**TEXT**
....

Solved Problem on Cauchy's Integral Formula

i) \( \displaystyle \oint_{{|z-\mathrm{i}|=1}}\frac{\sin \;\frac{\mathrm{i}z\pi}{2}}{z^{2}+1}\;dz \)

The path of integration is given by the circle of radius 1, centered at the point (0, 1), traversed counterclockwise (Figure 1).
Writing the denominator of integrand as \( z^{2}+1=0\Rightarrow x^{2}=-1\Rightarrow z=\pm \mathrm{i} \)

....

**OBJECTIVE 1**
In the Cauchy's integral formula problem, at what point is the circle of integration centered?
**OBJECTIVE 2**
Write down the part of the Cauchy's integral formula problem starting with "Solved Problem on" and going on through "counterclockwise (Figure 1).".
The listing isn't needed for any of this.

**INFORMATION PROVIDED**

....

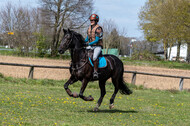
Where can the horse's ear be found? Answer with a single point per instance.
(64, 31)
(69, 30)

....

**FULL ANSWER 1**
It is centered at the point (0, 1).

**FULL ANSWER 2**
Solved Problem on Cauchy's Integral Formula

i) \( \displaystyle \oint_{{|z-\mathrm{i}|=1}}\frac{\sin \;\frac{\mathrm{i}z\pi}{2}}{z^{2}+1}\;dz \)

The path of integration is given by the circle of radius 1, centered at the point (0, 1), traversed counterclockwise (Figure 1).